Requirement →
Return the material below in full and exactly.

(Point placement records)
--
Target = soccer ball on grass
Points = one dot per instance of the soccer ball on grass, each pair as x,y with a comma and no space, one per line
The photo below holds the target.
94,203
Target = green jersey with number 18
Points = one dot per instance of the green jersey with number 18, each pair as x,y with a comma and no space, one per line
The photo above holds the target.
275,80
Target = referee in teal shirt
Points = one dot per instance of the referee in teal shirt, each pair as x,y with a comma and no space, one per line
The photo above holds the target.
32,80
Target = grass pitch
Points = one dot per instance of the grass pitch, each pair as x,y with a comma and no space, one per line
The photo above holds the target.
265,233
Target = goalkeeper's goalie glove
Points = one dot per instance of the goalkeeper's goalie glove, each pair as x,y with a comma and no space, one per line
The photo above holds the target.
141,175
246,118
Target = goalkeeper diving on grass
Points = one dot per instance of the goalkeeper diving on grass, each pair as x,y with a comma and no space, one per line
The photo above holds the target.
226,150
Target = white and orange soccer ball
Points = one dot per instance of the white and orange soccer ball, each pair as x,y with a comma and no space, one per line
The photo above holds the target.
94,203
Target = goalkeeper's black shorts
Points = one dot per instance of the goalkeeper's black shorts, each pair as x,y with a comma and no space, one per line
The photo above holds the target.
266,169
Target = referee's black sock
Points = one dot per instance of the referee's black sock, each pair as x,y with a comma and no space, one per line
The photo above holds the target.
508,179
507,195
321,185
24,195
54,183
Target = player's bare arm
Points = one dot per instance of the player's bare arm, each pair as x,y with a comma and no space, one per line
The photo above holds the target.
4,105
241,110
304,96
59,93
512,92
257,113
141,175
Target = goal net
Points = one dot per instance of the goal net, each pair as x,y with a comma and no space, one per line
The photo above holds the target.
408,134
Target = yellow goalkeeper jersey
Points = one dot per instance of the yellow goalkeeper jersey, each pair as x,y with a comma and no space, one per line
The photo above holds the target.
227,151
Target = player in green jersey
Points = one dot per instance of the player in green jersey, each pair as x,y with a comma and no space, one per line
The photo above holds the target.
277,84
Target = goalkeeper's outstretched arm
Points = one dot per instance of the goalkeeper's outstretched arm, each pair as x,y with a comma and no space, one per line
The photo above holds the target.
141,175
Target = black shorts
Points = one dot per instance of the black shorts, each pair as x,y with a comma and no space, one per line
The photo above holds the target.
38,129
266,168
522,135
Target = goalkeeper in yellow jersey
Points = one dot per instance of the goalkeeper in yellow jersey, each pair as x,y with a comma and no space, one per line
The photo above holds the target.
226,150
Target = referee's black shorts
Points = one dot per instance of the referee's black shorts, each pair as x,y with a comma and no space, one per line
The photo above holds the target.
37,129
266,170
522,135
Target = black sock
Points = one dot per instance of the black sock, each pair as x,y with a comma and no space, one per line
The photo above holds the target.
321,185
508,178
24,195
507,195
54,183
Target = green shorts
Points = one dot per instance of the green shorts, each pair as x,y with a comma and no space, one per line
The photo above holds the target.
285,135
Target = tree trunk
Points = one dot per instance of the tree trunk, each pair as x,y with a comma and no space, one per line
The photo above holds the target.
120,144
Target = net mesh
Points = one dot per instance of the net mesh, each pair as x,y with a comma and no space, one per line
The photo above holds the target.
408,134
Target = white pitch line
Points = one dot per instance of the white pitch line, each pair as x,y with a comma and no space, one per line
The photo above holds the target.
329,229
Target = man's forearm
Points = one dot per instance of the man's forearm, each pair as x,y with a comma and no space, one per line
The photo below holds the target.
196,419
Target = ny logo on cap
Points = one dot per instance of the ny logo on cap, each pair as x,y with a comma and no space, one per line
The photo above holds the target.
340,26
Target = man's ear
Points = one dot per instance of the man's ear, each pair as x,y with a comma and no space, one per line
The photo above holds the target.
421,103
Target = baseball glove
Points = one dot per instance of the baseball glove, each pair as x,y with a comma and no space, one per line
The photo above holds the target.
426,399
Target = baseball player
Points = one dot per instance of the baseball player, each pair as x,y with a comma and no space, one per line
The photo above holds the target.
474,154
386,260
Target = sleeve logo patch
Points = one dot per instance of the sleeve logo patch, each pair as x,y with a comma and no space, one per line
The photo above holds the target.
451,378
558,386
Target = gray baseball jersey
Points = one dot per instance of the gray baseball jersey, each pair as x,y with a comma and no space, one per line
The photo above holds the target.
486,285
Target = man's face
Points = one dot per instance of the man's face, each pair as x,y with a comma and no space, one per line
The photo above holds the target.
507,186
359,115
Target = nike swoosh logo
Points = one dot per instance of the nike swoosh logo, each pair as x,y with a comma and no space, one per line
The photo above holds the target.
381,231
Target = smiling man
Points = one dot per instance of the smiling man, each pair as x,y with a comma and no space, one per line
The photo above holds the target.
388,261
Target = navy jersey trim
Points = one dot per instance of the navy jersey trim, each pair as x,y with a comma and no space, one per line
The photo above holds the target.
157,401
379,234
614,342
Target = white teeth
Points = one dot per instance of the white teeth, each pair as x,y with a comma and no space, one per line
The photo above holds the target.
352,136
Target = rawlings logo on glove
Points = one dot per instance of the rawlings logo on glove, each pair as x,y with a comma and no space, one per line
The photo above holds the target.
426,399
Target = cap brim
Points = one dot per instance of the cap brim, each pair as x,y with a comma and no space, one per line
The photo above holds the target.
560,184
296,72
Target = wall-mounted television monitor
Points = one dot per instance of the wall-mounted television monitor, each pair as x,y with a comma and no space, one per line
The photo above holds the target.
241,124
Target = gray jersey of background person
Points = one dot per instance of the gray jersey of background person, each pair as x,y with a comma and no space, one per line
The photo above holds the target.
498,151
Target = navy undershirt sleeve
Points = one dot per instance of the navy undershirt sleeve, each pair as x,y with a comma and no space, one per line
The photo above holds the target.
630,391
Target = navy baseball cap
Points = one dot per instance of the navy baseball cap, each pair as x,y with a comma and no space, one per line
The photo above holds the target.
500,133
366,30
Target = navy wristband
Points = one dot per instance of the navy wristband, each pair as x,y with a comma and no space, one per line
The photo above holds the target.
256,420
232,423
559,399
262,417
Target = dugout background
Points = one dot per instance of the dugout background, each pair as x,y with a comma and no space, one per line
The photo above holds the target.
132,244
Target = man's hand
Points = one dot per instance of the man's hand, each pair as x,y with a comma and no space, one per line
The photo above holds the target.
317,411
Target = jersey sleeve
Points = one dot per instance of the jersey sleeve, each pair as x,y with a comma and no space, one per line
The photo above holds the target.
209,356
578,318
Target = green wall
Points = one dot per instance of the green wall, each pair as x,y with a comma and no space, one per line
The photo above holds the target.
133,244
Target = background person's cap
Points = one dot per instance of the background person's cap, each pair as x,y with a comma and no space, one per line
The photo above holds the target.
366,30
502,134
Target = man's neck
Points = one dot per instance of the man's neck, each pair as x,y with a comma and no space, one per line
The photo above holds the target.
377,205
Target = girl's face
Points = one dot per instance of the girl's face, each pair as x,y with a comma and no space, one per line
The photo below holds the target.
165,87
--
Response for this exercise →
Target = soccer ball on grass
Points = one dot per instance of the soccer ball on grass, each pair as x,y with a comma and no space, one per line
The photo below holds the target.
94,203
Target = green jersey with number 18
Points = one dot per instance of the green jersey with number 18, each pair as x,y with a comma and no space, one per line
The photo above holds the target.
275,80
Target = referee in teal shirt
Points = one dot per instance of the referee in teal shirt, each pair as x,y with a comma and no space, one per line
The photo above holds the target.
32,80
Target = grass pitch
Points = one dot per instance of the grass pitch, each pair as x,y with a comma and no space, one per line
The photo above holds the target.
265,233
Target = goalkeeper's goalie glove
Points = one dot per instance of the goalkeeper's goalie glove, each pair as x,y with a comma and no space, one per line
The photo above holds the target.
141,175
246,118
Target = goalkeeper diving on grass
Points = one dot per instance of the goalkeeper diving on grass, each pair as x,y with a comma and no space, one per line
The photo above holds the target.
226,150
Target = white and orange soccer ball
Points = one dot per instance of the white and orange soccer ball, each pair as x,y with a comma and no space, one per line
The photo above holds the target.
94,203
Target = goalkeeper's black shorts
Points = one dot per instance of the goalkeeper's black shorts, each pair as x,y with a comma and no space, one per line
The photo above holds the target.
266,169
Target = referee's black sock
Points = one dot per instance of the referee's black sock, each pair as x,y with a comma and no space, one per line
The photo above holds the target.
508,179
507,195
321,185
24,195
54,183
Target = player's bare arm
Points = one dot per instance of the player's bare arm, each pair as x,y with a comma and no space, one per line
The photo above holds the target.
4,105
241,110
304,96
59,93
512,92
257,113
141,175
Target = goal net
Points = one dot per instance of the goal net, each pair as x,y with a comma and no space, one per line
The photo above holds the target.
408,134
Target = yellow goalkeeper jersey
Points = one dot per instance of the yellow goalkeeper jersey, each pair as x,y with a comma and no space, one per line
The photo above holds the target.
227,151
Target = player in green jersey
Points = one dot per instance of the player in green jersey, each pair as x,y with a comma and no space, one per line
The photo above holds the target.
277,84
Target = goalkeeper's outstretched arm
Points = one dot per instance of the goalkeeper's outstretched arm, each pair as x,y with a comma and no space, one per line
The photo above holds the target.
141,175
Target = black shorts
Points = one dot per instance of the black shorts, each pair as x,y with a comma and no space, one per line
The photo above holds the target.
38,129
266,168
522,135
Target = goalkeeper in yellow jersey
Points = one dot per instance of the goalkeeper in yellow jersey, each pair as x,y with a comma and no space, one per line
The photo above holds the target.
226,150
Target = referee's black shorts
Points = one dot per instance of the referee's black shorts, each pair as x,y with a comma and no space, one per line
The photo above holds the target.
37,129
266,170
522,135
Target = black sock
Points = one dot per instance of the black sock, each pair as x,y with a comma and no space, one per line
The photo above holds the target.
321,185
508,178
24,195
507,195
54,183
Target = green shorts
Points = one dot per instance of the green shorts, each pair as x,y with a comma and no space, one per line
The photo above holds the target.
285,135
Target = tree trunk
Points = one dot per instance of the tree trunk, each pair as x,y with a comma and no space, one per line
The photo above holds the target.
120,144
Target = net mesh
Points = one dot per instance of the net mesh, each pair as x,y with a comma and no space, one per line
The photo above holds the target.
408,134
Target = white pitch line
Points = one dot per instance of the white pitch line, each pair as x,y with a comma and no space, one per line
The photo above holds the target.
329,229
Target = man's forearm
Points = one dot per instance of the man's forearm, each pair as x,y with a comma and no space, one per line
The photo below holds the target.
196,419
Target = ny logo on cap
Points = one dot per instance of the ny logo on cap, each pair as x,y with a comma and no space, one per line
The photo above holds the target.
340,26
Target = man's ear
Points = one dot per instance of the man's ear, each pair as x,y with a comma and no space, one per line
The photo above holds the target.
421,103
Target = baseball glove
Points = one dot per instance of the baseball glove, each pair as x,y with a comma and no space, one per line
The photo above holds the target.
426,399
Target = baseball player
Points = one dot per instance of the baseball player, each pair as x,y with a comma and no space, one per line
The photo above holds the target.
474,154
386,260
Target = sleeve logo patch
Points = one dot per instance of the sleeve logo patch, each pair as x,y with a comma and no space, one per line
The photo above holds the target.
451,378
558,386
Target = gray baseball jersey
Points = one dot per instance of the gray baseball jersey, each pair as x,y with a comma and no space, one per line
The photo above holds the target.
486,285
Target = man's face
Points = one dot per instance of the man's face, each pair as x,y with a comma and no space, one per line
The photo above holds the target.
507,186
359,115
Target = nike swoosh logo
Points = one dot per instance of the nike swoosh logo, each pair as x,y with a comma and no space, one per line
The photo above holds the target.
381,231
Target = smiling man
Points = one dot per instance of the smiling man, each pair as x,y with a comma and no space, one per line
The photo above holds the target.
388,261
Target = navy jersey trim
Points = one dot per instance of the navy jersey trim, each pair as x,y with a comma and no space, one per line
The photo above holds the target.
157,401
379,234
614,342
Target = white teeth
Points = one dot per instance of the white teeth, each pair as x,y with a comma and no space, one per line
The photo above holds the target.
352,136
Target = rawlings logo on glove
Points = one dot per instance of the rawlings logo on glove, each pair as x,y with a comma and no space, one per line
The photo above holds the target.
426,399
Target = cap brim
Points = one dot per instance of the cap brim, each pair as x,y with a comma and no space, one per line
The photo above holds the target.
560,184
296,72
Target = wall-mounted television monitor
Points = one dot per instance of the wall-mounted television monitor, each pair as x,y with a comma and no space, one per line
The photo above holds the target.
241,124
Target = gray jersey of background person
Points = one dot per instance of the gray jersey of background person, each pair as x,y with a comma and no space, one per line
The photo above holds the target.
498,151
Target = navy undershirt sleeve
Points = one dot per instance of the navy undershirt sleeve, each pair as x,y with a comma and no space, one per line
The photo above holds the target.
630,391
Target = navy baseball cap
Points = one dot per instance of the navy baseball cap, each pair as x,y with a comma and no space, one per line
The photo above holds the target.
500,133
366,30
Target = navy wristband
Points = one dot per instance of the navy wristband, each pair as x,y with a comma and no space, one per line
The photo above holds the target.
256,420
232,423
559,399
262,417
Target = dugout background
Points = one dot per instance of the dugout background, each pair as x,y with a comma and no space, one per line
The photo above holds the target.
132,244
Target = man's hand
Points = one dot per instance of the man's hand, each pair as x,y with a comma and no space, one per line
The photo above holds the target.
317,411
Target = jersey sleeve
Points = one dot per instance of the jersey sleeve, each pair as x,y with a comma and no space, one per line
The photo above holds the target.
209,356
578,318
Target = green wall
Points = one dot per instance of the green wall, each pair as x,y with a comma and no space, one per line
The photo above holds the target.
133,244
Target = background person's cap
Points = one dot per instance of the background person's cap, each pair as x,y with a comma and no space, one per line
The photo above holds the target.
366,30
502,134
Target = man's neck
Points = one dot per instance of the man's neck, each pair as x,y with a comma and no space, one per line
The photo above holds the target.
377,205
Target = girl's face
Points = one dot per instance of the girl's face, each pair as x,y with a comma and no space, one per line
The photo below holds the target.
165,87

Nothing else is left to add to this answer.